A former member of the Maine House, Jasper Wyman, succeeded Bubar as the head of the League in 1983. Wyman turned the organization away from temperance and anti-gambling and toward issues of sexual morality, education, and welfare.

LGBT activists in 1985 proposed a gay civil rights bill, LD 1249, although the strength of the Christian Civic League's lobbying caused debate among activists about the merit of even introducing the bill.
LD 1249 did not pass.

Wyman and the League sponsored a 1986 ballot measure to censor pornography. Under the proposed law, the sale of anything that appeals to "the prurient interest in sex" would have been punishable by a jail term of five years. A coalition of Maine feminist groups defeated the law.

In 1992 Wyman called for a donor boycott of the United Way of Greater Portland because they banned sexual orientation bias.

Wyman described himself in 1992 as opposed to abortion but "pro-choices." Wyman said his organization had learned a lesson from the ineffectiveness of prohibition. "I don't see us resolving this by force of law. The only thing we can do is persuade women and men by offering better choices." Wyman expressed support for sex education and welfare for pregnant women, and said that "pro-lifers must drop their unreasonable and indefensible opposition to birth control."

Wyman left the Civic League in 1994 to run for governor, but lost the primary to Susan Collins.

=== Michael Heath tenure ===
In 1997 the Maine Legislature passed a law prohibiting discrimination based on sexual orientation. Michael Heath, now head of the Christian Civic League, commented "discrimination is not necessarily a bad thing" because "it's appropriate to discriminate against wrongdoing."

Under Heath, the League pushed to overturn the law in 1998. Maine became the first US state to repeal a gay rights statute. Heath attributed the success to Maine residents who "have appropriate moral concerns with homosexuality and bisexuality."

The League handed out anti-gay leaflets at a 2003 civil rights conference where the play The Laramie Project was to be performed. They called it "homosexual indoctrination for 13-year-olds."

### [Provided information]
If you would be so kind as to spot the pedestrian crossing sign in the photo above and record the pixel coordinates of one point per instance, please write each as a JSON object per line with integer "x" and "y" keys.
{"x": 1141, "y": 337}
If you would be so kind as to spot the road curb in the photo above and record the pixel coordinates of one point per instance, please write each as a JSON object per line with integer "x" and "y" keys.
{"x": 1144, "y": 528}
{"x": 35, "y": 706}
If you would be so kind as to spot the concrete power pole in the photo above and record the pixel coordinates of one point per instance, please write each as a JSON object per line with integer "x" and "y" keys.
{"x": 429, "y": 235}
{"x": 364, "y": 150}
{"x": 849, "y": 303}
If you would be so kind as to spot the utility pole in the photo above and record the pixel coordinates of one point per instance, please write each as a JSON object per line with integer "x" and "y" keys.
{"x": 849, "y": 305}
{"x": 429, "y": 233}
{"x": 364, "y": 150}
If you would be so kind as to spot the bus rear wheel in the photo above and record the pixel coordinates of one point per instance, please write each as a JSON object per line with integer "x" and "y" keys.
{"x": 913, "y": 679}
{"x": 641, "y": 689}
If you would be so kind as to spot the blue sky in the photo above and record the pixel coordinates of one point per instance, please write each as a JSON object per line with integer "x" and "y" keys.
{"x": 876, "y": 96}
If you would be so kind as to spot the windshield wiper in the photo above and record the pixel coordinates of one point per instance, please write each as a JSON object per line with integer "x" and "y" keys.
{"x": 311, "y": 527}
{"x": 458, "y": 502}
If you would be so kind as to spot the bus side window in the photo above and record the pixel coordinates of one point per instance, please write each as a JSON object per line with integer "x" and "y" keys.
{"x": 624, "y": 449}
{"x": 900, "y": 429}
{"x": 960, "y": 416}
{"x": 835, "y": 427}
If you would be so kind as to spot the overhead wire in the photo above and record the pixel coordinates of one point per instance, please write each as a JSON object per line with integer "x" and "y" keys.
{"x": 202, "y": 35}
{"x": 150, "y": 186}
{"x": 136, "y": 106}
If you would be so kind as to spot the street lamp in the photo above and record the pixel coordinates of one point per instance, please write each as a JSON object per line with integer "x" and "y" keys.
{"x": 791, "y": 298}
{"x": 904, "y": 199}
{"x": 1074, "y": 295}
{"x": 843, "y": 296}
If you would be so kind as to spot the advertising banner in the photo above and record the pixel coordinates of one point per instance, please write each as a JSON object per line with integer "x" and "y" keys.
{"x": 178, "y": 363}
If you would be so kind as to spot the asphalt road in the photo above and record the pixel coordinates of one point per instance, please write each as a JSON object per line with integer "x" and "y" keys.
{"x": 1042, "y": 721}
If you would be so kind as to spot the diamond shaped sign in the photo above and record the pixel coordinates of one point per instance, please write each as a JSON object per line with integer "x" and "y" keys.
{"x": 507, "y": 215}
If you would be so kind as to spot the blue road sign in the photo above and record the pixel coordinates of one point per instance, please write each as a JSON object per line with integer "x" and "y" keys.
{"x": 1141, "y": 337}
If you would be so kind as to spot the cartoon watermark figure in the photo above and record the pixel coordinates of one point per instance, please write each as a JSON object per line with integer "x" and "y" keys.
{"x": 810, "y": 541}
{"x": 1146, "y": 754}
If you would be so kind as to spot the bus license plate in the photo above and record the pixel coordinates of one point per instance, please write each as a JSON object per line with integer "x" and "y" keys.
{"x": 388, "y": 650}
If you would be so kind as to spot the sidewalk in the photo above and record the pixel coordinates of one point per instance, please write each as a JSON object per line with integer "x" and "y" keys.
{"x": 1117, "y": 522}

### [Assigned task 1]
Answer these questions about the passage on the Christian Civic League:
(a) Who took over from Bubar as head of the League, and in what year?
(b) Who defeated the 1986 ballot measure to censor pornography?
(c) Who beat Wyman in the 1994 primary for governor?
### [Assigned task 2]
Carry on the passage about the Christian Civic League from where it stops.
You won't need the rows for any of this.

### [Task result 1]
(a) Jasper Wyman, in 1983.
(b) A coalition of Maine feminist groups.
(c) Susan Collins.

### [Task result 2]
Michael Heath asked the public to send him "tips, rumors, speculation and facts" about lawmakers and other state officials who might be gay in 2004. Heath planned on outing gay officials on the League's website. He was widely criticized for this request and placed on one-month administrative leave from the League.

In March 2005, Governor John Baldacci signed a law extending the Maine Human Rights Act to make discrimination based on sexual orientation illegal in employment, housing, credit, public accommodations and education. The Christian Civic League opposed the change, claiming the law would lead to gay marriage, though this was already banned under existing Maine law. The League held rallies in 2005 to condemn the LGBT protection, and supported a referendum to repeal it.

"Outraged" by California's 2008 decision to legalize gay marriage, the League started a petition drive to permit discrimination against gay and lesbians in employment and other areas, to prohibit unmarried and gay adoption, to prohibit civil unions, and to reaffirm Maine's prohibition of gay marriage. Heath called all LGBT rights "special rights based on sexual misbehavior."

Maine would briefly legalize gay marriage in 2009, then repeal the measure in the same year.

=== Carroll Conley tenure ===
Under executive director Carroll Conley, the Christian Civic League of Maine made another push against gay marriage in 2012, when LGBT activists were working to restore its legality. The ballot question passed, and same-sex marriage has been legal in Maine since 2012.

The League opposed the opening of casinos by Maine's tribal nations in 2018.

In 2019, the organization attempted to keep conversion therapy (the pseudoscientific practice of trying to change an person's sexual orientation) legal in Maine. The League gathered signatures supporting the veto of a law providing abortion care through medical insurance, but failed to gather enough to put the question on the ballot.

==Tax violations==
Investigative reporter Christine Young discovered that the League had violated IRS rules on funneling donations into campaigns against gay rights and abortion. The reporter and her TV station, WMTW received the DuPont Award in 2000 for investigating the tax violations.